Niektórzy turyści odwiedzający bazylikę doznają niemałego szoku przyglądając się XVI-wiecznym malowidłom ściennym, na których w sposób bardzo realistyczny przedstawiono losy (dokładniej mówiąc, śmierć i tortury) chrześcijańskich męczenników.
Zaledwie kilka minut spacerem od okrągłej świątyni odnajdziemy Bazylikę świętych Jana i Pawła na Celiusie (wł. Basilica dei Santi Giovanni e Paolo al Celio). Po drodze przejdziemy pod rzymską bramą (wł. Arco di Dolabella), nad którą przechodzi fragment akweduktu Nerona (wł. Acquedotto di Nerone). Naprzeciwko bramy, po drugiej stronie ulicy, samotnie stoi inna pozostałość po tym antycznym wodociągu. Warto dodać, że nazwa bazyliki nie odnosi się do apostołów, ale do dwóch rzymskich braci-męczenników.
Pierwszą rzeczą, która przykuje naszą uwagę podczas zbliżania się do świątyni, będzie siedem średniowiecznych łuków przylegających do bocznej ściany kościoła i przerzuconych nad ulicą Clivo di Scauro. Mimo że łuki pochodzą z epoki średniowiecza, droga ta istniała już w czasach antycznych.
Do wnętrza bazyliki prowadzi portyk ozdobiony starożytnymi kolumnami. Po prawej stronie placu kościelnego góruje wysoka dzwonnica (kampanila), przy podstawie której wmurowano kamienie pochodzące z rzymskiej świątyni.
To jednak nie sama nowożytna świątynia jest największym skarbem, a to, co znaleziono w jej podziemiach. Podczas prac archeologicznych natrafiono zarówno na wczesnochrześcijańskie miejsce spotkań (titulus), jak i fragmenty rzymskich domów z różnych okresów (w tym nimfeum ze ściana pokrytą mozaiką o motywach morskich).
W niektórych pomieszczeniach w dobrym stanie zachowały się freski ścienne. Na końcu stanowiska archeologiczne otworzono niewielkie muzeum, gdzie warto zwrócić uwagę na eksponowane fragmenty cegieł z symbolami ich producentów.
Wejście na teren stanowiska archeologicznego znajduje się od strony ulicy Clivo di Scauro. Nie jest to jednak atrakcja dla każdego, ale raczej dla pasjonatów historii Rzymu. Mimo wysokiej ceny biletu wstępu, w środku zachowało się stosunkowo niewiele, a muzeum zajmuje zaledwie jedno duże pomieszczenie i jedno mniejsze. Dużo większe wrażenie na turystach powinny zrobić podziemia opisanej wcześniej Bazyliki św. Klemensa.
Dzielnica św. Anioła - wypełniona historią najmniejsza dzielnica Rzymu
Dzielnica św. Anioła (Sant’Angelo), będąca najmniejszą z rzymskich rioni, posiada bardzo burzliwą historię. W czasach antycznych jej dzisiejsze granice pokrywały się z południowym krańcem Pola Marsowego. W okresie późnej Republiki i wczesnego Cesarstwa było to jedno z żywszych miejsc starożytnego miasta - funkcjonował tu targ warzywny na Forum Holitorium, a w drugiej połowie I wieku p.n.e. do użytku oddano Teatr Marcellusa.

■ **Dostarczone dane**:
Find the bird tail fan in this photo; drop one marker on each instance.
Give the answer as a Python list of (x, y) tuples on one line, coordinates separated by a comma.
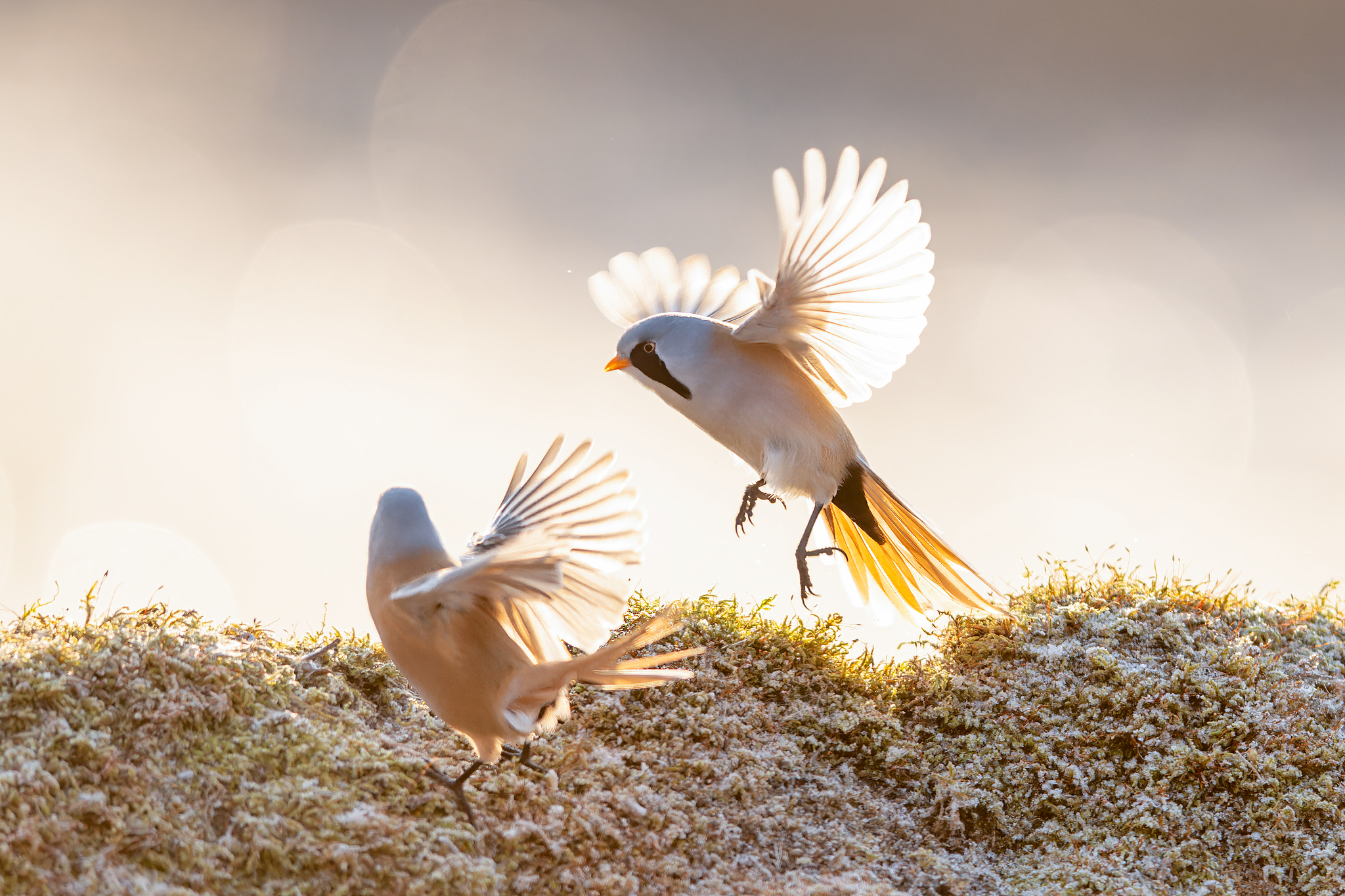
[(536, 685), (884, 539)]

■ **Do zrobienia**:
**A)** Powtórz wiernie fragment tekstu o zabytkach Rzymu od „Wejście na teren” do „Bazyliki św. Klemensa.”, łącznie z tymi słowami.
**B)** Odpowiedz na podstawie tekstu o zabytkach Rzymu:
(i) Ile średniowiecznych łuków przylega do bocznej ściany kościoła?
(ii) Pod jaką rzymską bramą przechodzi się w drodze do bazyliki?
(iii) Od strony której ulicy znajduje się wejście na teren stanowiska archeologicznego?
**C)** Podejmij tekst o zabytkach Rzymu tam, gdzie się urywa, i pisz dalej.

■ **Wyniki**:
**A)**
Wejście na teren stanowiska archeologicznego znajduje się od strony ulicy Clivo di Scauro. Nie jest to jednak atrakcja dla każdego, ale raczej dla pasjonatów historii Rzymu. Mimo wysokiej ceny biletu wstępu, w środku zachowało się stosunkowo niewiele, a muzeum zajmuje zaledwie jedno duże pomieszczenie i jedno mniejsze. Dużo większe wrażenie na turystach powinny zrobić podziemia opisanej wcześniej Bazyliki św. Klemensa.

**B)**
(i) Siedem.
(ii) Pod bramą Arco di Dolabella.
(iii) Od strony ulicy Clivo di Scauro.

**C)**
Po upadku Cesarstwa obszar ten nadal odgrywał ważną rolę w życiu miasta, czemu sprzyjało jego położenie przy Moście Fabrycjusza (wł. Ponte Fabricio), który był jedną z głównych przepraw przez Tyber. Bogate rody, dążące do kontroli nad przeprawą, budowały w jej okolicy warowne twierdze - w obręb jednej z nich włączono fragmenty ścian wspomnianego wcześniej Teatru Marcellusa.
Kluczowym momentem w nowożytnej historii dzielnicy był rok 1555, kiedy to papież Paweł IV założył w jej granicach żydowskie getto (wł. Ghetto). Dzielnicę otoczono wysokimi murami, a bramy prowadzące do jej wnętrza zamykano od zmierzchu do świtu. Przesiedlono tu wszystkich rzymskich Żydów, co doprowadziło do zatłoczenia i przeludnienia. Nowi mieszkańcy musieli rozbudowywać domostwa w górę lub gnieździć się w istniejących budynkach.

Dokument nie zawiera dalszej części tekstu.